▶ **EXTRACT TO READ**:
=====

Capital cost allowance

Accelerated investment incentive – First-year enhanced CCA

1.43.1 The accelerated investment incentive (AII) provides a temporary first-year enhanced CCA for property that meets the definition of accelerated investment incentive property (AIIP) in subsection 1104(4) of the Regulations. This applies to property acquired after November 20, 2018 and made available for use before 2028. The general rules of the AII do not apply to M&P property that is AIIP and included in Class 53 (or Class 43 for property acquired after 2025). Rather, taxpayers can benefit from the full expensing measures for M&P property that is AIIP if acquired and made available for use prior to 2024. This measure includes a phase-out period starting in 2024 and will not be available for property that became available for use after 2027. During this phase-out period, a first-year enhanced CCA is available for eligible Class 53 property (or Class 43 if acquired after 2025) that is AIIP. Refer to Table 2 for Class 43 and Table 3 for Class 53.

1.43.2 The first-year enhanced CCA measures do not change the total CCA that is available over the life of the property. Rather, it suspends the half-year rule and increases the rate at which the capital cost of the property can be deducted. The enhanced CCA in respect of an eligible property can be claimed only in the first year that the property is available for use. After the first year, regular CCA calculations are applicable. For more information refer to the web page Accelerated Investment Incentive. For details describing when a property is put into use, refer to ¶1.32 to 1.37 of Income Tax Folio S3‑F4‑C1, General Discussion of Capital Cost Allowance.

1.43.3 To determine the enhanced CCA claim for eligible M&P property that is AIIP, the UCC of the class is bumped up before the CCA rate is applied to the net addition to the class. The bump up occurs by operation of elements A and B in the formula [A(B)-0.5(C)] described in subsection 1100(2) of the Regulations. This formula was introduced to subsection 1100(2) in order to provide for the enhanced CCA measures while maintaining the half-year rule for non eligible property. Element A provides the appropriate factor to determine the first‑year enhanced CCA, and element B computes the net addition to the class. The multiplication of element C by 0.5 provides for the half‑year rule. The cost of new additions to the class that do not qualify as AIIP would be included in element C and would be subject to the half-year rule.

=====

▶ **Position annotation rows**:
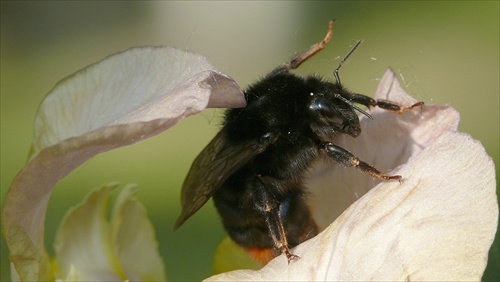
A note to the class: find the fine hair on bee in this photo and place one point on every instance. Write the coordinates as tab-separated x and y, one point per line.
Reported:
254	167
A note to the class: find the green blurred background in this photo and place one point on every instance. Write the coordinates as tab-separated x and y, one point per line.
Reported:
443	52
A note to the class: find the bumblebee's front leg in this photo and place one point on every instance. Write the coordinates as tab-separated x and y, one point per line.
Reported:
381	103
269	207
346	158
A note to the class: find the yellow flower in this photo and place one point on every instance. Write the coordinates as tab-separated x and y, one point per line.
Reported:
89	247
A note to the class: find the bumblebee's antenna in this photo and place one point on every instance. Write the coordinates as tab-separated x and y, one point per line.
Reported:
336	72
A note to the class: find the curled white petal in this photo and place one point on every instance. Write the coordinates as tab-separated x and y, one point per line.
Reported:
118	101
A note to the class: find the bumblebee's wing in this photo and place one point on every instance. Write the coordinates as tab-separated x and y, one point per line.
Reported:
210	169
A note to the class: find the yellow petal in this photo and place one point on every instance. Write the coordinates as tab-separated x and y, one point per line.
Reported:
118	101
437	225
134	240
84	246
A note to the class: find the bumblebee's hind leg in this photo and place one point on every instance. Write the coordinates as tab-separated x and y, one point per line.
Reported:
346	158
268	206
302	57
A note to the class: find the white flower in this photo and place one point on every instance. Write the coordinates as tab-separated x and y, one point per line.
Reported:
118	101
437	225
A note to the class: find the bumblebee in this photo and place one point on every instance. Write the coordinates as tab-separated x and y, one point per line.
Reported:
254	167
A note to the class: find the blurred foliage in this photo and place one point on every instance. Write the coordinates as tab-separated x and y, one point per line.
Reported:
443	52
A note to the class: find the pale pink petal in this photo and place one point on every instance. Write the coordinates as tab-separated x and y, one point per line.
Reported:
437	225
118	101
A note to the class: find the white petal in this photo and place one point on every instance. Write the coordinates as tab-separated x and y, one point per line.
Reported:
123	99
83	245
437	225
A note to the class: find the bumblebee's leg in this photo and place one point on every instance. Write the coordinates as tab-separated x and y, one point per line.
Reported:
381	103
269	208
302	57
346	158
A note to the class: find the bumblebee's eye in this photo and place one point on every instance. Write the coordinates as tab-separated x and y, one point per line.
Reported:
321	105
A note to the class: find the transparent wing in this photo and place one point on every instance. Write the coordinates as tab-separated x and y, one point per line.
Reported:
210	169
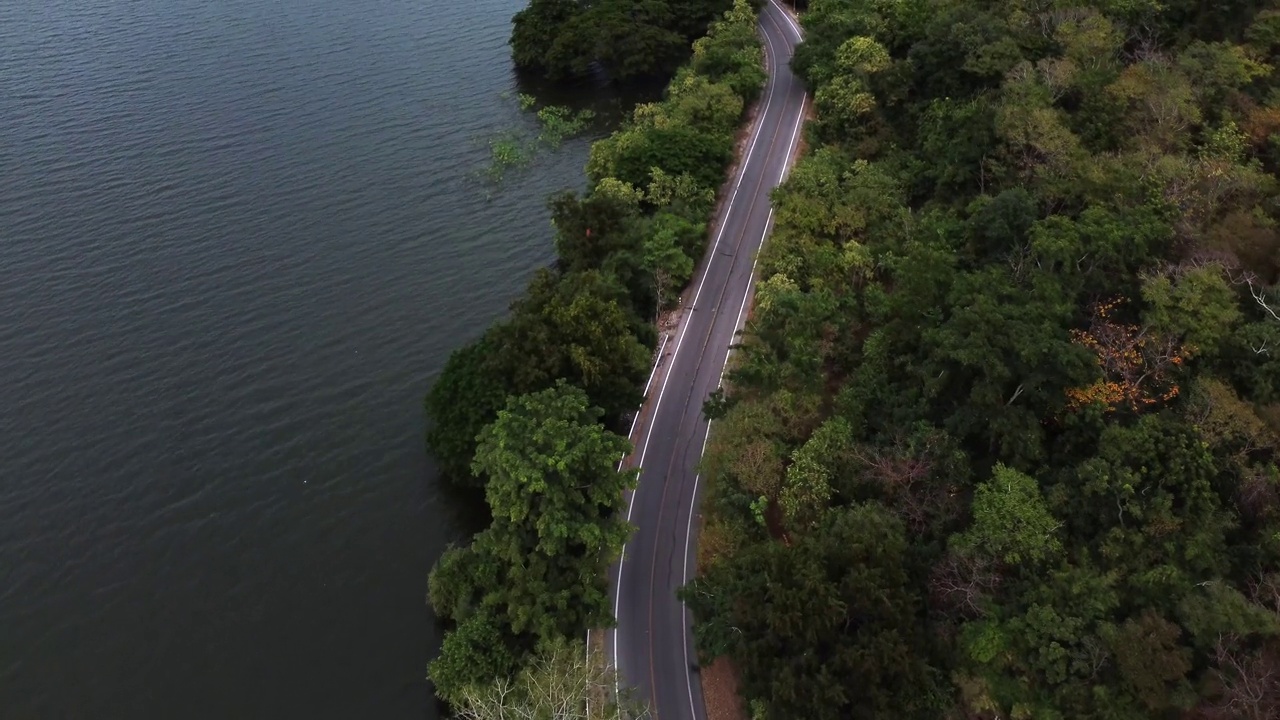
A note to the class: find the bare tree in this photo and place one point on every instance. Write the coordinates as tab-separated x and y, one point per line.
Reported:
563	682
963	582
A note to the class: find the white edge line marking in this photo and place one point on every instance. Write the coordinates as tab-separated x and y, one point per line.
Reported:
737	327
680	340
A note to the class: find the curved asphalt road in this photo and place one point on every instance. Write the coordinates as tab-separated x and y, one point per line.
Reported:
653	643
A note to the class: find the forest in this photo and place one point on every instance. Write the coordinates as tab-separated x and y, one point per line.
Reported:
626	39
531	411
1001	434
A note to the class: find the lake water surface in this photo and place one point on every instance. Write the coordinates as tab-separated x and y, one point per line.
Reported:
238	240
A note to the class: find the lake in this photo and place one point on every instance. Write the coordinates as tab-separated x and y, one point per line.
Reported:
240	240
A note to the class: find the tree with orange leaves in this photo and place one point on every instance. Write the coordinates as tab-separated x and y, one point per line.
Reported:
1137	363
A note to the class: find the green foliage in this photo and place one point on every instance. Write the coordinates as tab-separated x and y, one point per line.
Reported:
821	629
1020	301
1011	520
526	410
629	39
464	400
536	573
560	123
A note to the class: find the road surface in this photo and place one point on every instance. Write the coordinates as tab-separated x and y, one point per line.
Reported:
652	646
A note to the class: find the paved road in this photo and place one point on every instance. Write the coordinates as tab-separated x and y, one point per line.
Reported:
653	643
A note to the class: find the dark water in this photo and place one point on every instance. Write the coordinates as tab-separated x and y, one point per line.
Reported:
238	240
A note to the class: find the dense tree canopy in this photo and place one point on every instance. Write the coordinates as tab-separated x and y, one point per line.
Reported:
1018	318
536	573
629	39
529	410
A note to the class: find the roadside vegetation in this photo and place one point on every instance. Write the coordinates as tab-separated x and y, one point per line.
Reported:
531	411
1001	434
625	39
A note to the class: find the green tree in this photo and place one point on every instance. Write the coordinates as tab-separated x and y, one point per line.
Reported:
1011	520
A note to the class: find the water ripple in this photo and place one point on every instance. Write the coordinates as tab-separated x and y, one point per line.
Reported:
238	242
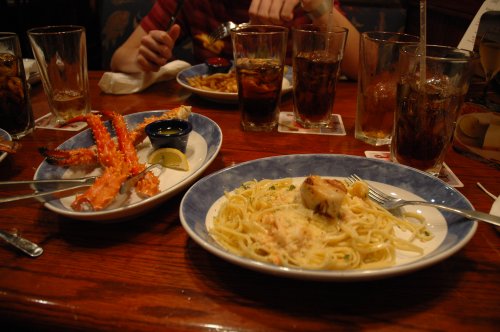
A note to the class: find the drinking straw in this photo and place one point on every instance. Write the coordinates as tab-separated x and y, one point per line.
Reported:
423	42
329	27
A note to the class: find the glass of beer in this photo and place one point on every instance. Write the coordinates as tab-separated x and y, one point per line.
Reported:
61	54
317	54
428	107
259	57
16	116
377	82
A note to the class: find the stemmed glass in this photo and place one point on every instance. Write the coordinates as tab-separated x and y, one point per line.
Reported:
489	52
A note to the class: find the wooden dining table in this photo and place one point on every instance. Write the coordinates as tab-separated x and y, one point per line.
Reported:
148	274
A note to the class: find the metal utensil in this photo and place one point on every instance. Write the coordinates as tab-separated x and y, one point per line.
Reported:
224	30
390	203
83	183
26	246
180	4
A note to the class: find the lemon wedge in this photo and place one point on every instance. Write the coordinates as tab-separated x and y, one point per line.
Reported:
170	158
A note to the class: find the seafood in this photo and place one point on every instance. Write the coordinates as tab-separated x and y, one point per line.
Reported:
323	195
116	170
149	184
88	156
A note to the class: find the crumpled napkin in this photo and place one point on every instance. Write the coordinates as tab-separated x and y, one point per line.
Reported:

=====

▶ **LIST OF TASKS**:
A. Using the capital cost allowance text, state whether each statement agrees with it, answering yes or no and quoting the deciding words: (i) The accelerated investment incentive applies to property acquired after November 20, 2018 and made available for use before 2028. (ii) The first-year enhanced CCA measures change the total CCA available over the life of the property. (iii) The enhanced CCA for an eligible property may be claimed in any year after it becomes available for use.
B. Resume the capital cost allowance text from the point where it stops.

▶ **RESPONSES TO THE TASKS**:
A.
(i) Yes: "This applies to property acquired after November 20, 2018 and made available for use before 2028."
(ii) No: "The first-year enhanced CCA measures do not change the total CCA that is available over the life of the property."
(iii) No: "The enhanced CCA in respect of an eligible property can be claimed only in the first year that the property is available for use."

B.
1.43.4 The prescribed factors in paragraph (d) of element A in subsection 1100(2) of the Regulations are used to determine the appropriate factor in the bump up calculation for M&P property. Specifically, for property included in Class 53 (or Class 43 for property acquired after 2025), the appropriate factor to be used in paragraph (d) for element A is:

(d)(i) 1, for property included in Class 53 that became available for use by the taxpayer before 2024;

(d)(ii) 1/2, for property included in Class 53 that became available for use by the taxpayer in 2024 or 2025;

(d)(iii) 5/6, for property included in Class 43 that became available for use by the taxpayer after 2025; and

(d)(iv) 1/10, for property included in Class 53 that became available for use by the taxpayer after 2025.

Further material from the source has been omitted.